▶ **SELECTION**:
※ ※ ※
Tillman almost was the anti-American hero in that way, although he represents some of the best stuff of America.
He made the ultimate sacrifice for his country.
All war-time death is tragic, his no more tragic than all those who have been felled in Afghanistan and Iraq.
Yet his death reveals the depth of the person.
Tillman did not walk away from a desk job or a factory job. He walked away from the fame and money of the NFL to embrace a higher purpose in his life.
Who does that? Who is that selfless?
We now know.
All across America’s NFL cities today, teams are securing fresh talent in the draft. Young men with wide smiles will address what they are about and who they are and how they plan to work hard and sacrifice their bodies for the greater glory of the football team.
This is the annual drill in late April, when all the banal words of the draft are dusted off and dispensed anew. Football is said to be a kind of make-believe war, and its vocabulary of bombs and blitzes lends itself to the notion.
But football, however brutal a game, is not war, as Tillman’s death reminds us.
He was a football player at one time. He also was something more noble than that. He pursued a game but was not cast under its intoxicating spell. He knew there was more to life than the outcome of a football game, as his decision to leave the game reflected.
Tillman embodied many of the ideals we cherish but so few of us meet. He was about duty and honor, about integrity and character, about so many of the things that seem almost quaint in America today.
He was not on a football field, strutting around, pretending to be a bad man.
He was in Afghanistan, a long way from the playing fields of America, a genuine hero who was cut down at 27.
※ ※ ※
▶ **Items from a data source**:
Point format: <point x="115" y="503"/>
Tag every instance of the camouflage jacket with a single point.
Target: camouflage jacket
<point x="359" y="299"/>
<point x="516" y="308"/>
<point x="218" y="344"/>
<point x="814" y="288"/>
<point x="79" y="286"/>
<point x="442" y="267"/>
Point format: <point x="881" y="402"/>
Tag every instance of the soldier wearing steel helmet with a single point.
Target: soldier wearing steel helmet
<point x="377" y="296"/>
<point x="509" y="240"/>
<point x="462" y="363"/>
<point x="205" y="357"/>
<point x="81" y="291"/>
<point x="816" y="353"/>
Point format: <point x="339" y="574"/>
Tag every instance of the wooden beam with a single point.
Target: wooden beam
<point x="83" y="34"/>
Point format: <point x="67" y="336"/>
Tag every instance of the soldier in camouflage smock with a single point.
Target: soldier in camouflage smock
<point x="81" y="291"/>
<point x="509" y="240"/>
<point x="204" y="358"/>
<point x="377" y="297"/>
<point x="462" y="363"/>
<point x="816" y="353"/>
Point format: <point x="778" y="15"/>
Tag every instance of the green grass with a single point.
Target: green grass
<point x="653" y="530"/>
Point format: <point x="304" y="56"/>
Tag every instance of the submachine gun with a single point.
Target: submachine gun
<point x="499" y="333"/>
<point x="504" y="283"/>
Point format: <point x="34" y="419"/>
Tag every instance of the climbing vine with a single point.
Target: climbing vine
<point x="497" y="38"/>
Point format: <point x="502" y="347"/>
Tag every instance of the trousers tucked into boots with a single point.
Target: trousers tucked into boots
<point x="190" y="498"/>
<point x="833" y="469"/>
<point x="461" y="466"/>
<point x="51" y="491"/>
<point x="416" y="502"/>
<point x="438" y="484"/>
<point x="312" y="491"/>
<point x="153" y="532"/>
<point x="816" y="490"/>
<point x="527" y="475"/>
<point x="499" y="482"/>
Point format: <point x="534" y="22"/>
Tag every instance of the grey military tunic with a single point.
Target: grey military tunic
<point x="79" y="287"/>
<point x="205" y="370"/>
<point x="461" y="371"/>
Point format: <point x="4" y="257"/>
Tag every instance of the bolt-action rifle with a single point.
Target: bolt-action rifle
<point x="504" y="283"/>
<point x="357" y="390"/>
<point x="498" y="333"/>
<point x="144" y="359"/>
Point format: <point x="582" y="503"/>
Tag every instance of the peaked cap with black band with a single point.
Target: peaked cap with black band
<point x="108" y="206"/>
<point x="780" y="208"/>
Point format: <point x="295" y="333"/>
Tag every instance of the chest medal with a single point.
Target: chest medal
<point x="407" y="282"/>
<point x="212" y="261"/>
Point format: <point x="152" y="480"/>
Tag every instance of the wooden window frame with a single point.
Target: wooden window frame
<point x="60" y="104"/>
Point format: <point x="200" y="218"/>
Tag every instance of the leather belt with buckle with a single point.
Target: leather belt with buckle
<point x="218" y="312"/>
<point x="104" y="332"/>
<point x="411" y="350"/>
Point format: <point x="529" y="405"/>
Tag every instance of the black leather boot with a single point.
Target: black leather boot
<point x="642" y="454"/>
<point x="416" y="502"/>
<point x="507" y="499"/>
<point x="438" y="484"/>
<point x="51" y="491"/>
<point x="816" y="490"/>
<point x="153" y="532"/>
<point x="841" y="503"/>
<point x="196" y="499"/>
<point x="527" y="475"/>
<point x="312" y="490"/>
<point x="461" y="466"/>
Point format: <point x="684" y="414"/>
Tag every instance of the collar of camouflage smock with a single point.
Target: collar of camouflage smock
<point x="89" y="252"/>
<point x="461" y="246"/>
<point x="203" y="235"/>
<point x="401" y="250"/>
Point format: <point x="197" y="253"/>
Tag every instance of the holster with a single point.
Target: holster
※ ※ ※
▶ **WHAT IS EXPECTED**: Rewrite the stretch of the Tillman piece from "We now know." through "to the notion.", putting "selection" in place of "draft". Rely only on the Tillman piece.

▶ **RESPONSE**:
We now know.
All across America’s NFL cities today, teams are securing fresh talent in the selection. Young men with wide smiles will address what they are about and who they are and how they plan to work hard and sacrifice their bodies for the greater glory of the football team.
This is the annual drill in late April, when all the banal words of the selection are dusted off and dispensed anew. Football is said to be a kind of make-believe war, and its vocabulary of bombs and blitzes lends itself to the notion.